È evidente che con un mezzo come l’assegno, sicuramente più comodo, non è possibile operare senza istituti di credito, e non è possibile usufruire direttamente delle proprie spettanze se non quando queste siano maturate. Salvo che non si venga tentati di ricorrere all’ombrello della fideiussione bancaria, solitamente accordata con fuori il sole e tolta alla prima pioggerellina. Con la cambiale invece la banca non è un obbligo ma una scelta, e chi possiede la forza o la volontà di farne a meno, sicuramente risparmia nei movimenti. Difatti nel caso di girata ad un creditore si eliminano completamente gli oneri finanziari, si riducono le esposizioni e si mantiene la possibilità di operare anche se già protestati. Inoltre, a differenza degli assegni in cui il trattario è la banca, per ridurre i disguidi nei pagamenti delle cambiali, l’ufficiale incaricato, prima di elevare il protesto, deve eseguire le ricerche e tentare di incassare la somma presso i debitori, accertandosi in mancanza delle cause di insolvenza. È questa libertà ed affidabilità che infastidisce gli strozzini legalizzati. Meno passaggi, significano meno fidi, meno taglieggio e meno controllo sulla produzione e sul commercio.

__ESERCIZIO ASSEGNATO__: Secondo il brano di partenza su assegni e cambiali, che cosa deve fare l'ufficiale incaricato prima di elevare il protesto di una cambiale?

__SEGMENTO DI DATI__:

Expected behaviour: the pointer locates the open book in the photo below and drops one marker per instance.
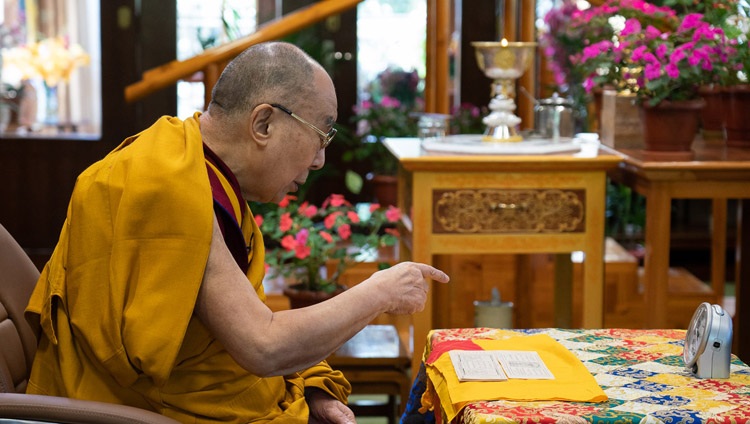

__RISPOSTA COMPLETA__: Deve eseguire le ricerche e tentare di incassare la somma presso i debitori, accertandosi, in mancanza del pagamento, delle cause di insolvenza.